-- start Information supplied --

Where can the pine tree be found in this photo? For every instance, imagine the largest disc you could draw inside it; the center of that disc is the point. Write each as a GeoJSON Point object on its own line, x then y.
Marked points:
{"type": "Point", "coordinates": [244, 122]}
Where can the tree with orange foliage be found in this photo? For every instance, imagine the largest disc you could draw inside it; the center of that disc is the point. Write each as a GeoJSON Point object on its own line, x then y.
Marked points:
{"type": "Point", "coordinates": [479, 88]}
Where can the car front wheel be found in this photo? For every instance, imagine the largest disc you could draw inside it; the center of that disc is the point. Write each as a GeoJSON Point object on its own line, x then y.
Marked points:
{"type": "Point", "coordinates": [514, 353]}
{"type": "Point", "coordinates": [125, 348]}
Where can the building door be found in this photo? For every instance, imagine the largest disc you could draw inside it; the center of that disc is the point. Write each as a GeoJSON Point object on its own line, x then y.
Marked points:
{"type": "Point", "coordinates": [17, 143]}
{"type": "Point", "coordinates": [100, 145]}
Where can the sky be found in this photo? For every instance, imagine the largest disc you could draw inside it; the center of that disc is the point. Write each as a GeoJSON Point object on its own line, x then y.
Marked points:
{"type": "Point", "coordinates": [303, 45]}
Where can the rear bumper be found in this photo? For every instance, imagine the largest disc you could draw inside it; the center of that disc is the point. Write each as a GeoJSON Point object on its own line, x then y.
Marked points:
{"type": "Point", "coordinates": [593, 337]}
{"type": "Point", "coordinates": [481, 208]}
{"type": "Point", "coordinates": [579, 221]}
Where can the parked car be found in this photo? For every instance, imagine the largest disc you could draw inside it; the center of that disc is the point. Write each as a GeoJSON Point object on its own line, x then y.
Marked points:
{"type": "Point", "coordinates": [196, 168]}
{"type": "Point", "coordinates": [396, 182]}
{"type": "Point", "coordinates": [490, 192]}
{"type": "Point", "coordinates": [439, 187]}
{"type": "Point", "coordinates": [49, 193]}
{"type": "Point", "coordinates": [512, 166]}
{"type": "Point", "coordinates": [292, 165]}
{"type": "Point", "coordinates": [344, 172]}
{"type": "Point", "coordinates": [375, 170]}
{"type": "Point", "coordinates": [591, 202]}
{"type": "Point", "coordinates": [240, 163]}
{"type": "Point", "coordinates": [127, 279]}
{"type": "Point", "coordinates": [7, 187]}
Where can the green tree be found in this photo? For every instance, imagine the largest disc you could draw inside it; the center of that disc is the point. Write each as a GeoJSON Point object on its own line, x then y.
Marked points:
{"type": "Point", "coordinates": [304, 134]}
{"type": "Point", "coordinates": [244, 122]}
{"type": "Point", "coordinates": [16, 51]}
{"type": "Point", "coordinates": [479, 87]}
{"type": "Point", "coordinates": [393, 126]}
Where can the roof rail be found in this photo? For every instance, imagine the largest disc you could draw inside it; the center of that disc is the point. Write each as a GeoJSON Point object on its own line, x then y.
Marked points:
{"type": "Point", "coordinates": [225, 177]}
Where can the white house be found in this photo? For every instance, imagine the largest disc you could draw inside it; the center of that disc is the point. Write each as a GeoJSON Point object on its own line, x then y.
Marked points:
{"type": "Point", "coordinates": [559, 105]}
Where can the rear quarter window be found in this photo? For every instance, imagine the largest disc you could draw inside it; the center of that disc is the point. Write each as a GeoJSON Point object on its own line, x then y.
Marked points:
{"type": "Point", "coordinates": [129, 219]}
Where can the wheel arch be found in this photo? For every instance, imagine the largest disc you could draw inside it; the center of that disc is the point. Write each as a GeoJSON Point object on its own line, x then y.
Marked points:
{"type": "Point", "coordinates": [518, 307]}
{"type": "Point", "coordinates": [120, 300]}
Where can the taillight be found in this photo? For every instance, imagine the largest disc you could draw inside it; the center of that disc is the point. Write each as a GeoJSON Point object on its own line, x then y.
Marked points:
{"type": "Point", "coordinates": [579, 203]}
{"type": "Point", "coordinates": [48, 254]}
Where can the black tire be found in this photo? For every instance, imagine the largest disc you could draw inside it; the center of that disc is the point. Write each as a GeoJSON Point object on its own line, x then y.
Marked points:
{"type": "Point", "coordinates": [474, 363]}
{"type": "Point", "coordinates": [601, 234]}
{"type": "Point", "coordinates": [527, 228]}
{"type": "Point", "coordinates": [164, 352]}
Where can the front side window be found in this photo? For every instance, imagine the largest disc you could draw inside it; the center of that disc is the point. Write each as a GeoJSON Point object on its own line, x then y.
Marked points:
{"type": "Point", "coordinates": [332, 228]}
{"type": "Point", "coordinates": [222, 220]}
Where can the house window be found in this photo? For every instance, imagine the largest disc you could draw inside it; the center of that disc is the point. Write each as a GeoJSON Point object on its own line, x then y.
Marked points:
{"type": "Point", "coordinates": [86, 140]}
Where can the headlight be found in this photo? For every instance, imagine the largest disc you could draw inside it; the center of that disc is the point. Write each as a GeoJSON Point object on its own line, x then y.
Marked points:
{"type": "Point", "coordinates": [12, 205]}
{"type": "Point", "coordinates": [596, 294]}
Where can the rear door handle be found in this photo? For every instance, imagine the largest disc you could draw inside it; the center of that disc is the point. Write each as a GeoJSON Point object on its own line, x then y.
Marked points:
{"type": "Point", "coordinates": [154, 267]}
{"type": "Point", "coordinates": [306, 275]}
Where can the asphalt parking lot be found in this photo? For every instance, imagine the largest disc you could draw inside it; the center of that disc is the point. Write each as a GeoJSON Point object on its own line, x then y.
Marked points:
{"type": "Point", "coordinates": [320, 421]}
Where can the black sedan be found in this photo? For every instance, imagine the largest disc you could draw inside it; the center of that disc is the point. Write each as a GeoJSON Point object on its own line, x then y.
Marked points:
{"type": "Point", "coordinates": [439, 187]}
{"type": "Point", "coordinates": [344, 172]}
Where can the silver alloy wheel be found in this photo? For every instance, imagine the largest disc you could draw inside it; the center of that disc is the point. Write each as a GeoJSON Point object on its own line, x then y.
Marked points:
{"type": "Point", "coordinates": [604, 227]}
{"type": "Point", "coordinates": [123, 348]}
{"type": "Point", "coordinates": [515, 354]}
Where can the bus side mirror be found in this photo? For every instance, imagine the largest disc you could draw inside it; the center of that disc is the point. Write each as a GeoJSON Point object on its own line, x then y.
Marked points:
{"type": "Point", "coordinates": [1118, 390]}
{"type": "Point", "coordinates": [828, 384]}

-- end Information supplied --

Exercise requirements
Write out every line exactly as it stands.

Answer to the exercise
Where can the pine tree be found in this photo? For every instance, imagine the largest disc you could draw inside it; the center of that disc is the point. Write each as a GeoJSON Point object on its own line, x then y.
Marked points:
{"type": "Point", "coordinates": [244, 122]}
Where can the tree with orange foliage be found in this photo? For every instance, imagine the largest disc you could draw inside it; the center of that disc is the point. Write each as a GeoJSON Point object on its own line, x then y.
Marked points:
{"type": "Point", "coordinates": [479, 88]}
Where can the car front wheel be found in this photo? For every instance, imagine the largest disc you could draw inside it; the center of that disc is the point. Write each as a GeoJSON Point object on its own line, x then y.
Marked points:
{"type": "Point", "coordinates": [514, 353]}
{"type": "Point", "coordinates": [125, 348]}
Where can the building door be found in this photo? For every instance, imagine the largest disc you could draw inside it; the center of that disc is the point. Write each as a GeoJSON Point object on its own line, x then y.
Marked points:
{"type": "Point", "coordinates": [17, 143]}
{"type": "Point", "coordinates": [100, 145]}
Where can the sky be found in this photo? For every instance, imagine the largest disc you could draw inside it; the center of that disc is the point. Write each as a GeoJSON Point object on its own line, x then y.
Marked points:
{"type": "Point", "coordinates": [303, 45]}
Where can the rear bumper be found in this photo? For every instance, imagine the largest disc you could draw inside it; the center of that disc is the point. Write each as a GeoJSON Point object on its own line, x then y.
Marked points:
{"type": "Point", "coordinates": [593, 337]}
{"type": "Point", "coordinates": [481, 208]}
{"type": "Point", "coordinates": [579, 221]}
Where can the parked car be found in this photo? For every instance, imagine the largest disc you could draw inside it; the center of that disc is the point. Write each as a GeoJSON Point object on its own line, x then y.
Marked points:
{"type": "Point", "coordinates": [196, 168]}
{"type": "Point", "coordinates": [396, 182]}
{"type": "Point", "coordinates": [490, 192]}
{"type": "Point", "coordinates": [439, 187]}
{"type": "Point", "coordinates": [49, 193]}
{"type": "Point", "coordinates": [512, 166]}
{"type": "Point", "coordinates": [292, 165]}
{"type": "Point", "coordinates": [344, 172]}
{"type": "Point", "coordinates": [375, 170]}
{"type": "Point", "coordinates": [591, 202]}
{"type": "Point", "coordinates": [240, 163]}
{"type": "Point", "coordinates": [127, 279]}
{"type": "Point", "coordinates": [7, 187]}
Where can the green tree be found in this photo? For every instance, imagine the largest disc you could draw inside it; the center of that disc is the point. Write each as a GeoJSON Point object on its own line, x then y.
Marked points:
{"type": "Point", "coordinates": [304, 134]}
{"type": "Point", "coordinates": [244, 122]}
{"type": "Point", "coordinates": [16, 51]}
{"type": "Point", "coordinates": [479, 87]}
{"type": "Point", "coordinates": [393, 126]}
Where can the roof rail be found in this photo? For every instance, imagine the largest disc you could draw inside it; the center of that disc is the point. Write each as a GeoJSON Point object on its own line, x then y.
Marked points:
{"type": "Point", "coordinates": [225, 177]}
Where can the white house be found in this photo? For every instance, imagine the largest disc you could draw inside it; the center of that disc is the point. Write each as a GeoJSON Point object on its own line, x then y.
Marked points:
{"type": "Point", "coordinates": [559, 105]}
Where can the rear quarter window be found in this photo? For every instance, imagine the largest disc you could draw inside it; the center of that disc is the point. Write each as a GeoJSON Point object on its own line, x then y.
Marked points:
{"type": "Point", "coordinates": [129, 219]}
Where can the wheel arch be found in this photo? For every instance, imagine the largest disc you could draw inside it; the center of that disc is the point. Write each as a GeoJSON Point object on its own line, x then y.
Marked points:
{"type": "Point", "coordinates": [518, 307]}
{"type": "Point", "coordinates": [120, 300]}
Where can the taillight be found in this photo? For every instance, imagine the largest disc you could draw inside it; the center of that disc is the point. Write each as a GeoJSON Point object on its own line, x then y.
Marked points:
{"type": "Point", "coordinates": [579, 203]}
{"type": "Point", "coordinates": [48, 254]}
Where can the black tire be found in this photo? For every instance, imagine the largest disc you could draw inside it; the center of that disc is the point. Write each as a GeoJSON Point object on its own line, x then y.
Marked points:
{"type": "Point", "coordinates": [474, 363]}
{"type": "Point", "coordinates": [601, 234]}
{"type": "Point", "coordinates": [527, 228]}
{"type": "Point", "coordinates": [164, 352]}
Where can the front side window be found in this photo? For every instance, imagine the largest disc you could draw inside it; the center of that disc is the point. Write each as a GeoJSON Point object on its own line, x then y.
Marked points:
{"type": "Point", "coordinates": [332, 228]}
{"type": "Point", "coordinates": [222, 220]}
Where can the house window be found in this photo? For every instance, imagine the largest disc you could draw inside it; the center of that disc is the point. Write each as a GeoJSON Point object on its own line, x then y.
Marked points:
{"type": "Point", "coordinates": [86, 140]}
Where can the headlight be found in this photo? For every instance, imagine the largest disc you could draw inside it; the center of that disc is the point. Write each as a GeoJSON Point object on its own line, x then y.
Marked points:
{"type": "Point", "coordinates": [12, 205]}
{"type": "Point", "coordinates": [596, 294]}
Where can the rear door handle be found in this photo? For every instance, imagine the largest disc you could draw inside it; the center of that disc is the point. Write each as a GeoJSON Point object on its own line, x then y.
Marked points:
{"type": "Point", "coordinates": [154, 267]}
{"type": "Point", "coordinates": [306, 275]}
Where can the asphalt parking lot be found in this photo? For every instance, imagine the largest disc you could draw inside it; the center of that disc is the point. Write each as a GeoJSON Point object on its own line, x then y.
Marked points:
{"type": "Point", "coordinates": [320, 421]}
Where can the black sedan be found in this photo? For every instance, imagine the largest disc you could draw inside it; the center of that disc is the point. Write each as a GeoJSON Point object on its own line, x then y.
Marked points:
{"type": "Point", "coordinates": [439, 187]}
{"type": "Point", "coordinates": [344, 172]}
Where can the silver alloy wheel be found in this photo? For every instance, imagine the largest disc you could draw inside it; the center of that disc is the point. Write each as a GeoJSON Point object on its own line, x then y.
Marked points:
{"type": "Point", "coordinates": [604, 227]}
{"type": "Point", "coordinates": [123, 348]}
{"type": "Point", "coordinates": [515, 354]}
Where can the bus side mirror be found in this photo? For every instance, imagine the largest disc you could draw inside it; the center of that disc is the point. Write each as a GeoJSON Point object on its own line, x then y.
Marked points:
{"type": "Point", "coordinates": [1118, 390]}
{"type": "Point", "coordinates": [828, 384]}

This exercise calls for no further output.